_PROBLEM TO WORK ON_. Rewrite the material below with every "Objective" changed to "Goal". Leave everything else unchanged.

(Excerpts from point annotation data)

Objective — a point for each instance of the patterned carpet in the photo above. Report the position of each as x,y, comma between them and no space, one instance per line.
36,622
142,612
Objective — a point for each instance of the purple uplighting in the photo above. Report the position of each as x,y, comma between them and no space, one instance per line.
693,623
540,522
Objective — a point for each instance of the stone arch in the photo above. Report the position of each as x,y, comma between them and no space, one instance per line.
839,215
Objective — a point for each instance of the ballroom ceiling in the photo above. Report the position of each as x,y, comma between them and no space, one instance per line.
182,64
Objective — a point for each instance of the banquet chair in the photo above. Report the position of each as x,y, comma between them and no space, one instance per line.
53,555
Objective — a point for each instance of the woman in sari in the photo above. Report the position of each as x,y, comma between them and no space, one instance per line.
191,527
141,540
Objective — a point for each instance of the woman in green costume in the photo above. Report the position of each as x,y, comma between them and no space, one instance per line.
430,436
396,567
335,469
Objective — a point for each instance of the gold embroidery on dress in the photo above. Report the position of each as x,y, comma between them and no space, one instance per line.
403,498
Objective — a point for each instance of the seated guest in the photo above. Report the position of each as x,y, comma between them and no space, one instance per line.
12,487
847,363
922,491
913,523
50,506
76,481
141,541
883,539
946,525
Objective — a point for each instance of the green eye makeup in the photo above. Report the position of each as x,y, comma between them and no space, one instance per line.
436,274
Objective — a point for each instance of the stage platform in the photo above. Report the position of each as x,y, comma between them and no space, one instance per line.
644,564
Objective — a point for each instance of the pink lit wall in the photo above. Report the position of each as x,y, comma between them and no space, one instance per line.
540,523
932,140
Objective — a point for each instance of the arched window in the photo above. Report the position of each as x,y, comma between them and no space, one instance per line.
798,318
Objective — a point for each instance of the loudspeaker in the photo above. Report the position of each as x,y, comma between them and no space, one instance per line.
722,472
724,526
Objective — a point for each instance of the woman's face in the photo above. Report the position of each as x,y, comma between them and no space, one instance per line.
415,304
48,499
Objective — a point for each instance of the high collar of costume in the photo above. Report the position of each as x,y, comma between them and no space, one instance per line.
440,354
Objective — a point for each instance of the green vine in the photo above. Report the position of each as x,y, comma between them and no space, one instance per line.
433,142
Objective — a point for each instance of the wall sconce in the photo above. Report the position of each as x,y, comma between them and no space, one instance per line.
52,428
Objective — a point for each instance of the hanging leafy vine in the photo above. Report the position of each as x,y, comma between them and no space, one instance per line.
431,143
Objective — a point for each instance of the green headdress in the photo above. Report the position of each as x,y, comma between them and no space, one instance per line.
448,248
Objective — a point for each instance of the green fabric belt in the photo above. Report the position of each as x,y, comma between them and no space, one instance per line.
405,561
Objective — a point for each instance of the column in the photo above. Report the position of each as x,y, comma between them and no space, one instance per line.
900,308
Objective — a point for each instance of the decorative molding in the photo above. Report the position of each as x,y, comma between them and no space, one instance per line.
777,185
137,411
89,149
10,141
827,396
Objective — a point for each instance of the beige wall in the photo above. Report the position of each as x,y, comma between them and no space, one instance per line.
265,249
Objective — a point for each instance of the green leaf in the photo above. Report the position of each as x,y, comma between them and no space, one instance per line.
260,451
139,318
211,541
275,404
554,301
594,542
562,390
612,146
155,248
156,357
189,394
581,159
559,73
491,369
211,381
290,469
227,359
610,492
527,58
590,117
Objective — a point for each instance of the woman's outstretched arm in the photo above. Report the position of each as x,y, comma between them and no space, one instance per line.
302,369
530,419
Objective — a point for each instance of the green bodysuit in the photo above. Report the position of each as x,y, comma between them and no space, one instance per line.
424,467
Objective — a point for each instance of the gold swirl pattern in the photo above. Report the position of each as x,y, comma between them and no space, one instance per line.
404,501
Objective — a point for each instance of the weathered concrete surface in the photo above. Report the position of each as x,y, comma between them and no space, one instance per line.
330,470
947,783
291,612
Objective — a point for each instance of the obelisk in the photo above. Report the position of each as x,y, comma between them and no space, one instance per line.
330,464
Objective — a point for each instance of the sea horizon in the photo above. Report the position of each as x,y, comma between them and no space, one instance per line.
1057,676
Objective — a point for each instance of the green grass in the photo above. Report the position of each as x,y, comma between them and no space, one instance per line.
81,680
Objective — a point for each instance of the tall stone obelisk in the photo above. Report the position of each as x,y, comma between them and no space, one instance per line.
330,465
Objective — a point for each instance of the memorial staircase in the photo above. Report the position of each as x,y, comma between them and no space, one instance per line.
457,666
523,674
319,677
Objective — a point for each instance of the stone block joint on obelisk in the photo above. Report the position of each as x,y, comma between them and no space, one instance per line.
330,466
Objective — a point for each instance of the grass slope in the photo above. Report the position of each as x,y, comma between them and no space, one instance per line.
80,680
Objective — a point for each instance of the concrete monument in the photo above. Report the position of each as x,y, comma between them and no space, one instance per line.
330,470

_RESPONSE FOR THIS EXERCISE_.
Goal — a point for each instance of the patterned carpet in the photo above. Report the position of each as x,y, comma between them and no space, one instance per line.
36,622
142,612
Goal — a point for each instance of the purple uplighting in the photo above. Report the position of each as x,y, comma between them and no space, one instance per line.
693,623
540,522
Goal — a point for each instance of the stone arch in the photo above. Report the position of each as x,y, comma between them and no space, one instance per line.
839,215
Goal — a point for each instance of the ballroom ceiling in the photo above. Report the position of each as x,y, comma between them and no space, one instance per line.
182,64
Goal — a point for each instance of the banquet chair in the photo above. Report the position of each as x,y, comma between them and no space, one instance per line.
53,555
Goal — a point for each instance of the woman in sari in the photo above. Report the position of each as x,y, comma between them and no space, one instance per line.
191,527
141,540
Goal — a point for each instance of the woman in green costume in the photo above. Report the position of each as x,y, comma between them and no space, one instance per line.
430,436
396,567
335,469
Goal — a point for each instance of the gold embroidery on dress in the photo above. Report the position of each as x,y, comma between them and no space, one instance per line.
403,498
Goal — a point for each instance of the seated guest in the photo above. Report the position of each as x,y, comma between them and no space, one instance per line.
12,487
847,363
922,491
913,523
50,506
76,481
141,541
883,539
946,525
Goal — a point for each instance of the green eye makeup in the photo above. Report the position of each as x,y, comma between them and no space, one instance per line.
436,274
Goal — a point for each instance of the stage platform in the photo above. Report the position of each as x,y, comma between them and no space, one instance per line.
644,564
Goal — a point for each instance of the pink lit wall in the photo above. Report the position of each as x,y, comma between them and no space, one instance per line.
540,523
932,140
Goal — a point for each instance of the arched window in the photo above. Report the position of each as x,y, comma between them and no space, one instance per line.
798,318
Goal — a point for each instance of the loudspeaker in the photo above. Report the position of each as x,y, comma between them and no space, one instance per line.
722,472
724,526
Goal — a point for each instance of the woman's face in the photo above. Report the position of each as x,y, comma between them and no space, one instance per line.
415,304
48,499
Goal — a point for each instance of the high collar of costume in the photo above. Report the position of each as x,y, comma between them and no space, one instance per line.
440,354
Goal — a point for each instance of the green vine in the photo above. Report the position of each as x,y, comma between them and no space, one instance per line.
433,142
Goal — a point for each instance of the wall sconce in the photo above. Report the position of each as x,y, comma between them and no space, one instance per line.
52,428
Goal — a point for each instance of the hanging leafy vine in the photo above. Report the position of each as x,y, comma between them and no space, one instance per line.
431,143
Goal — a point for each instance of the green headdress in the photo above. Report the position of each as x,y, comma between them and no space, one instance per line.
448,248
Goal — a point for each instance of the green fabric belt in the photo above. Report the position of each as x,y, comma between them and no space, one instance per line.
405,561
Goal — a point for each instance of the column in the photo above. Report the position of each as x,y, comma between them and no space, one instance per line.
900,308
Goal — a point for each instance of the decorative molding in the photo above. Report the position of each as x,y, comma between them and no space, one instance per line.
777,185
137,411
89,149
10,141
827,396
Goal — a point for each instance of the beige wall in the photo above. Report the position of each as x,y, comma between them and no space, one instance per line.
265,249
Goal — a point for each instance of the green leaf in the photo above. Report the position of each as x,y, comma between them and no space, one instance per line.
260,451
139,318
211,541
275,404
554,301
594,542
562,390
612,146
155,248
156,357
189,394
581,159
559,73
491,369
211,381
290,469
227,359
610,492
527,58
590,117
Goal — a point for each instance of the woman's outstretched arm in the photo above. Report the position of each as x,y, comma between them and no space, one instance per line.
302,369
530,419
Goal — a point for each instance of the green bodysuit in the photo above. Report the position of each as x,y, comma between them and no space, one instance per line.
424,467
Goal — a point for each instance of the gold swirl pattern in the photo above. Report the position of each as x,y, comma between them and no space, one instance per line.
404,501
Goal — a point for each instance of the weathered concrete surface in the photo above. Report the position of each as x,y, comma between them and no space, one instance per line.
330,470
947,783
291,612
Goal — a point for each instance of the obelisk in the photo above. Report the position of each as x,y, comma between them and no space, one instance per line.
330,464
Goal — a point for each instance of the sea horizon in the photo above. Report the position of each as x,y, comma between them and no space, one instance per line.
1057,676
Goal — a point for each instance of the green grass in the photo above. Report the position of each as x,y, comma between them and no space, one instance per line.
81,680
Goal — a point for each instance of the tall stone obelisk in the photo above. Report the position of each as x,y, comma between them and no space, one instance per line.
330,465
Goal — a point for each instance of the memorial staircase in the photo above. Report the position of each as x,y, comma between them and no space, one instance per line.
457,666
523,674
319,677
Goal — a point for each instance of the stone block joint on obelisk in the photo above. Report the position of each as x,y, comma between them and no space, one instance per line.
330,466
Goal — a point for each instance of the grass slope in the photo above. Report the position of each as x,y, comma between them and no space, one instance per line.
80,680
Goal — a point for each instance of the concrete monument in the photo above. Report the position of each as x,y, comma between them and no space, one instance per line.
330,470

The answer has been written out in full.